_Source document_:
Start of Block

He became a full professor at Seoul National University in 1991. ark spent his sabbatical leaves in the University of California at Santa Barbara (1984–1985), the National High Magnetic Field Laboratory of Florida State University in Tallahassee, Florida, USA (1998), the Max Planck Institute of Solid State Physics in Stuttgart, Germany (2004, 2008 three months each) and Gothenburg/Chalmers University in Sweden (2004, 2008 three months each).

He was the Vice President of the Korean Physical Society as Editor-in-chief of the journal Current Applied Physics. He became a member of the Korean Academy of Science and Technology (KAST) in 1999 and received a lifelong membership in 2001. He was a Director for Foreign Affairs of the KAST (2001–2003). He has served as the Director General for Foreign Affairs of the KAST since March 2011. Also, he has been one of the Foreign Members of the Göteborg Royal Academy of Sciences and Arts in Sweden since December, 2004. He has been a member of the Scientific Advisory Board (SAB) of the Fibron Technology, Inc., USA since November, 2009.

==Awards==
- The Korean Physical Society Academic Award (2010)
- Fellow of the American Physical Society (Division of Condensed Matter Physics) (2009)
- Research Award from The brothers Jacob and Marcus Wallenberg memory foundation administered by the Royal Swedish Academy of Science, KVA (2008)
- Research Award from the College of Natural Sciences, Seoul National University (2007)
- Best 50 papers selection in 2007 by the Korea Science and Engineering Foundation
- "Grand Prize for the Nano Research Innovation" (2004) given by the Minister of the Ministry of Science and Technology (MOST), Korea.
- Korea Science Award in Physics in 1991 by the Korea Science and Engineering Foundation (President of Korea prize)
- 1991 Korea Science Award

==Technical reports==
Park has made unique contributions on the synthesis and transport studies of carbon based nanostructures such as conducting polymers, carbon nanotube, organic conductors, molecular conductors and graphene. He has also contributed significantly to the transport and mechanism studies of highly correlated materials, such as high Tc superconductors. In particular, his recent discovery of "Zero magneto resistance in polymer nanofibers" is his most important and seminal achievement.

There has been no such material reported in the history of material sciences in the world. Due to the quenching of orbital motion in the reduced dimension, i.e. the quasi-one-dimensional nature of polymer nanofibers, the intrinsic spin of charge carriers responds to the external field. For this reason, one could probe both spin and charge of the charge carriers (not being dominated by the orbital motion) in the polymer nanofibers by measuring the magneto resistance (MR). The MR vanishes at high electric field remaining zero all the way from H = 0 to 35 tesla in polyacetylene nanofibers.

Other conducting polymers such as polyaniline nanofibers and polythiophene nanofibers do not show the zero MR. Instead, they show positive MR which increases more than 50% as the magnetic field increases to 35 tesla. The zero magneto resistance in polyacetylene nanofibers is understood to be caused from the spinless charge carriers tunneling in high electric field in the quasi-one-dimensional nanofibers.

There would be tremendous applicability of the zero MR characteristics of polymer nanofibers. For example, the high speed magnetic levitation train can be stabilized by using the zero MR switching device made of polymer nanofibers.

There were also other investigated items: the electrospun CNT filled polymer composites and coaxial carbon nanofibers with NiO core, graphene nanorings, perchlorate-doped TTF-diamide nanofibers with double and triple helix structures, CNT based nonvolatile electromechanical memory.
In particular, the CNT based nonvolatile MEMS memory [7] has achieved a 1000 times faster switching speed, applicable to the MP3s, smart phones and cameras with very low power consumption and possible multinary bit devices.

End of Block

_Work order 1_: Write out the part of the profile that begins with "There were also" and stops after "multinary bit devices.".
_Work order 2_: According to the profile, in what year did he become a member of the Korean Academy of Science and Technology?

_Dataset excerpt_:

Start of Block

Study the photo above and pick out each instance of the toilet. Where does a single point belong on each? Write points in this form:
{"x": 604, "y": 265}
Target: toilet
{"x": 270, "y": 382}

End of Block

_Exercise solution 1_:
There were also other investigated items: the electrospun CNT filled polymer composites and coaxial carbon nanofibers with NiO core, graphene nanorings, perchlorate-doped TTF-diamide nanofibers with double and triple helix structures, CNT based nonvolatile electromechanical memory.
In particular, the CNT based nonvolatile MEMS memory [7] has achieved a 1000 times faster switching speed, applicable to the MP3s, smart phones and cameras with very low power consumption and possible multinary bit devices.

_Exercise solution 2_: 1999